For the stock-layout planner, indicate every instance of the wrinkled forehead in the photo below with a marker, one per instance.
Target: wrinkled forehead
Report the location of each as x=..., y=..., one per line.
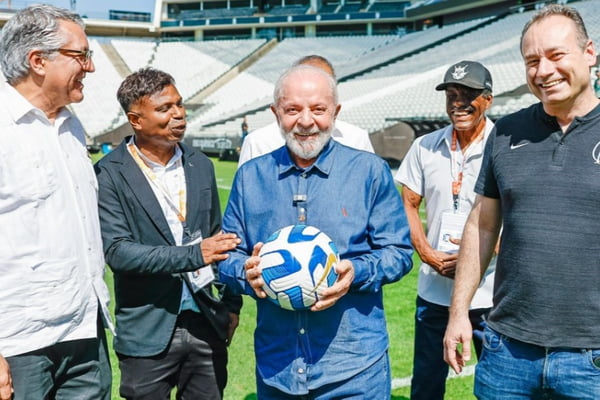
x=307, y=86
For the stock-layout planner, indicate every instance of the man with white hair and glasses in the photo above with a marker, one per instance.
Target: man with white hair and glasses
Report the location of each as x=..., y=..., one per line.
x=53, y=299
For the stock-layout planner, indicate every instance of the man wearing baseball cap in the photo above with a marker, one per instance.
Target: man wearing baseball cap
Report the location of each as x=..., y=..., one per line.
x=442, y=168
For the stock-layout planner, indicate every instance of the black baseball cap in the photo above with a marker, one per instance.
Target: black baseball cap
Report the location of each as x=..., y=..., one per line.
x=467, y=73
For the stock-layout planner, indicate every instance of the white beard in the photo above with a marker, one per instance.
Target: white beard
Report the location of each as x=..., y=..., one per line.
x=307, y=149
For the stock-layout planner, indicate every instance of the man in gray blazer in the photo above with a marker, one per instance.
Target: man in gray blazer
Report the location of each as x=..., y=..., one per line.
x=161, y=228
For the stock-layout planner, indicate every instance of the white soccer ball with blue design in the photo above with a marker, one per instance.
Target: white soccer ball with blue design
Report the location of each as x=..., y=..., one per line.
x=298, y=263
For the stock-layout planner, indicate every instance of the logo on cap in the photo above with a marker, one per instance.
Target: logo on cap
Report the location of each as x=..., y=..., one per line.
x=459, y=72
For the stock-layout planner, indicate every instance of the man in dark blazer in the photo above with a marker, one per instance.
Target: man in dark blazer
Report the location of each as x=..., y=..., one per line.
x=161, y=228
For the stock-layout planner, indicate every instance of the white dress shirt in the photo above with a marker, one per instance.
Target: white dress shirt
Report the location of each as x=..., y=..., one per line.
x=426, y=170
x=51, y=259
x=268, y=138
x=170, y=181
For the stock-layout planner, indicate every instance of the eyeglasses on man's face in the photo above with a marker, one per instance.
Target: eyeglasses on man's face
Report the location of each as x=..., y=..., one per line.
x=83, y=56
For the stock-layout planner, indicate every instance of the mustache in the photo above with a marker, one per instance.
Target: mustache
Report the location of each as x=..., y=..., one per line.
x=305, y=132
x=468, y=108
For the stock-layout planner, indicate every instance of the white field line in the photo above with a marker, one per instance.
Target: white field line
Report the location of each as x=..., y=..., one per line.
x=404, y=382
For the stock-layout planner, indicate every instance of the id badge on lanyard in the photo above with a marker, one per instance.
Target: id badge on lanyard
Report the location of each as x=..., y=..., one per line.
x=451, y=227
x=202, y=276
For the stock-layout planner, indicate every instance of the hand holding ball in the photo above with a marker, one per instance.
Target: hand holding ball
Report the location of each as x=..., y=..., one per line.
x=297, y=263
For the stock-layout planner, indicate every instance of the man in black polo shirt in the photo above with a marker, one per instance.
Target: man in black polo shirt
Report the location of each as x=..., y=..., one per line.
x=541, y=178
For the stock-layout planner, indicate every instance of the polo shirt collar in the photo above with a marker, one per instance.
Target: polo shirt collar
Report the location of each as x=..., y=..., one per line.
x=19, y=107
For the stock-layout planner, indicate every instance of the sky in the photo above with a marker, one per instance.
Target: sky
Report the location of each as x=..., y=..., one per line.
x=90, y=8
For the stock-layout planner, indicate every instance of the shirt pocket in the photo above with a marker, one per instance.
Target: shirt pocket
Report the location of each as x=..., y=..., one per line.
x=26, y=176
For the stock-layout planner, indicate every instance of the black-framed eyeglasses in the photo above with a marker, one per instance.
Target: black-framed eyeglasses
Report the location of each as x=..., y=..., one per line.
x=84, y=56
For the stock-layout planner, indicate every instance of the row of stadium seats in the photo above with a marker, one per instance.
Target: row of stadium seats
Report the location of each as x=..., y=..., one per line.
x=382, y=78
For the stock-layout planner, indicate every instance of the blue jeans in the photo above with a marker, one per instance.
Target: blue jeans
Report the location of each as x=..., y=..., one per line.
x=373, y=383
x=510, y=369
x=429, y=368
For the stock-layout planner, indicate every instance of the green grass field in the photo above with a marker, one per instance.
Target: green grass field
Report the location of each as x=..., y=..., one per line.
x=399, y=301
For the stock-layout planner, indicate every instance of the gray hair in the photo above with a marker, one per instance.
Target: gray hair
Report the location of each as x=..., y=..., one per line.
x=145, y=82
x=565, y=11
x=278, y=92
x=33, y=28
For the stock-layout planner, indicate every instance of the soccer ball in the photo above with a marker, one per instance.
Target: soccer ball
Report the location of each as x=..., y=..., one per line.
x=297, y=263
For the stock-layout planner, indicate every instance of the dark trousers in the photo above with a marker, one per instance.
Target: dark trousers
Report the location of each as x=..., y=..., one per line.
x=77, y=369
x=429, y=369
x=195, y=361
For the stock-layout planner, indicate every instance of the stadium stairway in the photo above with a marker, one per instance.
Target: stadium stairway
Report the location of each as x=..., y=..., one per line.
x=116, y=59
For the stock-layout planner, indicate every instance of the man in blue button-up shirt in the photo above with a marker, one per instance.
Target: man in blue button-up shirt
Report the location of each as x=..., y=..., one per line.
x=338, y=348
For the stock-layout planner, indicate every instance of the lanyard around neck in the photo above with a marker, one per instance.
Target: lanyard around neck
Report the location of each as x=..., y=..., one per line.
x=456, y=169
x=180, y=209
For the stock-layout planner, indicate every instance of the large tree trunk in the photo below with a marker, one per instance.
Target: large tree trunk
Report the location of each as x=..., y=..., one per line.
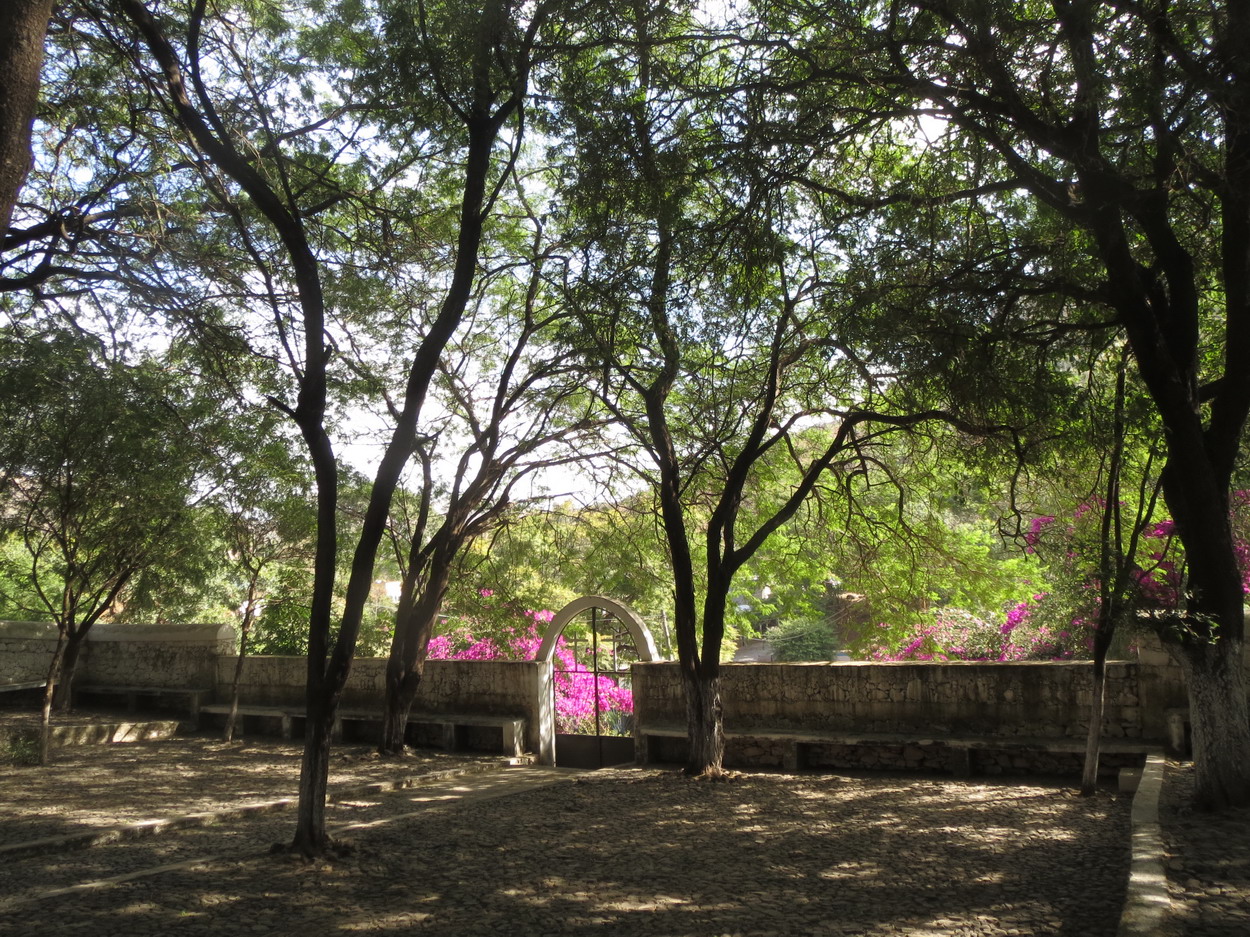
x=69, y=666
x=1220, y=721
x=23, y=28
x=45, y=720
x=1094, y=738
x=414, y=627
x=311, y=838
x=403, y=681
x=705, y=725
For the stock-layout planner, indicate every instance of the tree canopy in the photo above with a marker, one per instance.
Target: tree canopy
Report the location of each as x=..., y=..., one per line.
x=813, y=296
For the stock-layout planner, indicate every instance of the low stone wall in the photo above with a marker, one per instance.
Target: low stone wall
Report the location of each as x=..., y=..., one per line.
x=1019, y=699
x=155, y=655
x=465, y=687
x=25, y=650
x=120, y=655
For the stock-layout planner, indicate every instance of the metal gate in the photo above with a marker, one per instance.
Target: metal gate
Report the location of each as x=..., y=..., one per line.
x=591, y=695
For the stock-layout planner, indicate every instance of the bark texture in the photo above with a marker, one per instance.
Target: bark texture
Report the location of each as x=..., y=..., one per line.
x=705, y=723
x=23, y=29
x=1219, y=718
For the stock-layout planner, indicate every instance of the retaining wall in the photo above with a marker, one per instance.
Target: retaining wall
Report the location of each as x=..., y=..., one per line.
x=466, y=687
x=1018, y=699
x=120, y=655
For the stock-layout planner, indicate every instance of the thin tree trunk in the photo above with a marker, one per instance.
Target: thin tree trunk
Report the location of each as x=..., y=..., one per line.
x=414, y=627
x=401, y=686
x=705, y=726
x=1220, y=721
x=231, y=717
x=1094, y=740
x=310, y=833
x=249, y=616
x=68, y=669
x=45, y=718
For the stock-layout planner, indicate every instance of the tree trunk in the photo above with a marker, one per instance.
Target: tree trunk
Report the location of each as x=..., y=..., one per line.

========================================

**TASK BRIEF**
Transcribe all the lines above exactly, apart from the pictures.

**EXERCISE OUTPUT**
For the stock-layout planner, indicate every instance of the wrinkled forehead in the photo below with a marker, one per instance.
Target: wrinkled forehead
Report the location of each as x=..., y=..., one per line.
x=307, y=86
For the stock-layout planner, indicate every instance of the man with white hair and glasses in the photo above with a marker, one per instance.
Target: man with white hair and glasses
Report the location of each as x=..., y=..., one per line.
x=53, y=299
For the stock-layout planner, indicate every instance of the man wearing baseball cap in the photo above with a marker, one per instance.
Target: man wearing baseball cap
Report the location of each as x=..., y=..., one per line.
x=442, y=168
For the stock-layout planner, indicate every instance of the black baseball cap in the photo above with a marker, one per instance.
Target: black baseball cap
Report the location of each as x=..., y=..., one per line.
x=467, y=73
For the stock-layout planner, indicate every instance of the white beard in the photo above with a marker, one per instance.
Target: white beard
Report the location of each as x=..., y=..., one per line.
x=307, y=149
For the stock-layout planner, indicate every instance of the man in gray blazer in the photo above with a marker, one per instance.
Target: man in gray blazer
Report the location of each as x=..., y=..., one per line.
x=161, y=228
For the stock-layout planner, indicate every instance of the white soccer ball with blue design in the photo above with a marker, one per instance.
Target: white soccer ball with blue design
Report the location of each as x=..., y=..., one per line.
x=298, y=263
For the stock-layout planner, indicate every instance of the logo on cap in the photo above with a marker, one per instance.
Target: logo on cap
Report the location of each as x=..., y=..., one per line.
x=459, y=72
For the stock-layout planner, indicate every instance of the man in dark blazer in the photo above with a marker, one per instance.
Target: man in dark blazer
Report the location of each as x=..., y=..., one per line.
x=161, y=228
For the stock-layout planner, indicate every instance of the white dress shirt in the photo above with a marker, one per instance.
Target: white dress shirt
Report the location of each as x=..., y=..., one per line.
x=426, y=170
x=51, y=259
x=268, y=138
x=170, y=181
For the stock-layout planner, indicate every instance of the eyeglasses on man's face in the photo above with a marker, one per instance.
Target: eyeglasses on man's face
Report the location of each as x=..., y=..., one per line.
x=83, y=56
For the stock-layout planner, indicate every instance of the mustache in the photo above with a marker, one per instance.
Target: mustache
Report the location of each as x=..., y=..., one per line.
x=305, y=132
x=468, y=108
For the stock-layout planner, indicate every instance of the white field line in the photo above with a marker, one per instance.
Target: white field line
Report the location of each as x=..., y=..., one per line.
x=404, y=382
For the stock-layout planner, indicate every instance of the id badge on lanyard in the photo above with a marker, one per instance.
Target: id badge on lanyard
Report the location of each as x=..., y=..., one per line.
x=451, y=227
x=202, y=276
For the stock-layout planner, indicate every instance of the hand holding ball in the photo above with a marker, one per instance.
Target: hand holding ball
Report the location of each as x=..., y=..., one per line.
x=297, y=263
For the stock-layout planner, indicate every instance of the man in black polo shirt in the photo above with a marker, one per instance.
Target: man in black polo shirt
Report the location of each as x=..., y=..., one per line.
x=541, y=178
For the stock-layout planner, indicate every instance of the polo shirt collar in the photo above with a marker, one per instance.
Target: polo shirt collar
Report the location of each as x=..., y=..., one per line.
x=19, y=107
For the stock-layout planner, indicate every instance of the sky in the photo above with a marker, one per instance.
Target: sky
Report the location of each as x=..., y=..., one per line.
x=90, y=8
For the stock-layout planner, indicate every instance of the shirt pocket in the photo above with a marker, one per instance.
Target: shirt pocket
Report the location of each as x=..., y=..., one per line.
x=26, y=176
For the stock-layout planner, indicate every instance of the black-framed eyeglasses in the photo above with a marker, one per instance.
Target: black-framed eyeglasses
Report the location of each as x=..., y=..., one per line.
x=84, y=56
For the stock-layout planner, indicate every instance of the row of stadium seats in the photo above with a marker, one per instance.
Target: row of stadium seats
Report the location of each as x=..., y=..., one per line.
x=382, y=78
For the stock-layout planner, indicate every instance of the blue jeans in the photo above with a marker, one per instance.
Target: blue jeans
Report the location of each as x=..., y=..., one per line.
x=373, y=383
x=510, y=369
x=429, y=368
For the stock-layout planner, indicate every instance of the green grass field in the photo above with a marker, one per instance.
Target: green grass field
Report the location of each as x=..., y=..., one per line.
x=399, y=301
For the stock-layout planner, indicate every instance of the gray hair in the photo above with a marker, one per instance.
Target: gray hair
Report the location of each as x=..., y=..., one per line.
x=145, y=82
x=565, y=11
x=278, y=92
x=33, y=28
For the stock-layout planner, indicate every instance of the soccer ball in the photo above with a marker, one per instance.
Target: soccer ball
Report the location of each as x=..., y=..., one per line.
x=297, y=263
For the stock-layout planner, indicate every instance of the dark trousers in the photo above with a marker, one per instance.
Target: dark trousers
Report the location of each as x=..., y=..., one per line.
x=77, y=369
x=429, y=369
x=195, y=361
For the stock-layout planner, indicate every instance of the stadium stairway in the photo above with a marker, one per instance.
Target: stadium stairway
Report the location of each as x=..., y=..., one per line.
x=116, y=59
For the stock-layout planner, indicate every instance of the man in blue button-up shirt in the photo above with a marker, one per instance.
Target: man in blue button-up shirt
Report the location of each as x=..., y=..., one per line.
x=338, y=348
For the stock-layout planner, indicate every instance of the lanyard around neck in the photo above with a marker, one per instance.
Target: lanyard around neck
Report the location of each as x=..., y=..., one per line.
x=456, y=169
x=180, y=209
For the stock-layout planner, indicate every instance of the large tree trunk in the photo below with a marker, one per instance.
Target: large tree trunk
Report the location of each as x=..., y=..., one per line.
x=69, y=666
x=1220, y=721
x=23, y=28
x=45, y=720
x=1094, y=738
x=414, y=627
x=311, y=838
x=403, y=681
x=705, y=725
For the stock-layout planner, indicate every instance of the tree canopy in the photo above with a marker, one per instance.
Target: tree canopy
Report the location of each as x=..., y=..., one per line.
x=813, y=296
For the stock-layout planner, indicate every instance of the low stone wall in the photo above with a marker, one per instance.
Target: low stone wall
Report the location of each as x=..., y=..., one per line.
x=1019, y=699
x=155, y=655
x=465, y=687
x=25, y=650
x=120, y=655
For the stock-layout planner, indicate every instance of the metal gate in the photo above with a marker, one per instance.
Target: metal gate
Report the location of each as x=..., y=..., one per line.
x=591, y=695
For the stock-layout planner, indicate every instance of the bark texture in the photo above with a marker, one per instance.
Target: bark texture
Report the location of each as x=..., y=..., one per line.
x=705, y=723
x=23, y=29
x=1219, y=718
For the stock-layout planner, indicate every instance of the retaining wall in the photo above with a marker, one per instance.
Target: retaining wall
Report the location of each as x=..., y=..., one per line.
x=466, y=687
x=1018, y=699
x=120, y=655
For the stock-layout planner, indicate every instance of the thin tree trunk in the photo above with a marker, one per instance.
Target: thin tree trunk
Report the location of each as x=..., y=..., one per line.
x=414, y=627
x=401, y=686
x=705, y=726
x=1220, y=721
x=231, y=717
x=1094, y=740
x=310, y=833
x=249, y=616
x=68, y=669
x=45, y=718
For the stock-layout planner, indicate every instance of the tree trunk in the photo above with a marker, one per instance.
Target: tree trunk
Report the location of each as x=..., y=..., one per line.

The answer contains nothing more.